(Object location annotation data)
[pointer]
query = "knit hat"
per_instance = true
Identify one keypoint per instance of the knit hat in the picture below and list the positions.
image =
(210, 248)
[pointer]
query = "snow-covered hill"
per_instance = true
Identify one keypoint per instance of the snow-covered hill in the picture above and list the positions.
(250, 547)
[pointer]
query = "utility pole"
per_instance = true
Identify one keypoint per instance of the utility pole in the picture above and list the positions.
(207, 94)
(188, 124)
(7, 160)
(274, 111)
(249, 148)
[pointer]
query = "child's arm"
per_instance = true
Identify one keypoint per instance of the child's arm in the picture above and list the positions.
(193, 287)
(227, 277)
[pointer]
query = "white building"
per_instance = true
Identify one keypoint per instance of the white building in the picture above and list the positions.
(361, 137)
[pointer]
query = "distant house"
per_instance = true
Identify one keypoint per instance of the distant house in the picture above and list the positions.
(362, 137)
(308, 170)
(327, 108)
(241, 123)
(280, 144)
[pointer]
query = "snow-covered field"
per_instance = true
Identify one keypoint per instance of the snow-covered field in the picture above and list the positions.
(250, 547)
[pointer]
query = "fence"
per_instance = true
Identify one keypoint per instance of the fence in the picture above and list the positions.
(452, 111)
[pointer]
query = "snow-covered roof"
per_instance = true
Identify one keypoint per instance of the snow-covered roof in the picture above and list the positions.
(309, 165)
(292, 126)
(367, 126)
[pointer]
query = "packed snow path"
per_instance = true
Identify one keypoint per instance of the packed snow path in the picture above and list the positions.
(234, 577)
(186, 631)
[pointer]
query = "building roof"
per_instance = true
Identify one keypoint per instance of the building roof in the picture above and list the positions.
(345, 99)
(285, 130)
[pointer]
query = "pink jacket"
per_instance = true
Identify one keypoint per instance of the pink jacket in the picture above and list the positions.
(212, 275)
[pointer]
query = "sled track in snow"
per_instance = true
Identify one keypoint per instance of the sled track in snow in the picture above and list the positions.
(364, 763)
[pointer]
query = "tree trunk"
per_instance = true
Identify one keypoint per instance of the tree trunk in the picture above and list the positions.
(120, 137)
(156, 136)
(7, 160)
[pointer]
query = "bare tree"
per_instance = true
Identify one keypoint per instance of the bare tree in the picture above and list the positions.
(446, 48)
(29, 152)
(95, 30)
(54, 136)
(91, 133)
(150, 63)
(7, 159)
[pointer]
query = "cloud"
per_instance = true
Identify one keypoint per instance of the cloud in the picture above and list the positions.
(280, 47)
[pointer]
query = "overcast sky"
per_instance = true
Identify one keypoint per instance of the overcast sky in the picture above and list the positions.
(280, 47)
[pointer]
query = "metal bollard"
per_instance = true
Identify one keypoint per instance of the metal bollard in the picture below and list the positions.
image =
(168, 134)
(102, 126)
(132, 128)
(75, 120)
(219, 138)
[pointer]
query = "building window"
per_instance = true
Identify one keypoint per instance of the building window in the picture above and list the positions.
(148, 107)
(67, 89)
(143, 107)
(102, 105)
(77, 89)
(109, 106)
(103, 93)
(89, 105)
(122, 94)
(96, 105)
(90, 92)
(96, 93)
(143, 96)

Problem description >> Locate each line above that contains the string "below" and copy those lines out in full. Treat the match as case-sensitive.

Correct result >>
Identify one keypoint per instance of the knit hat in the picture below and list the positions.
Identify one keypoint per instance of the metal bollard in the picture below and list the positions.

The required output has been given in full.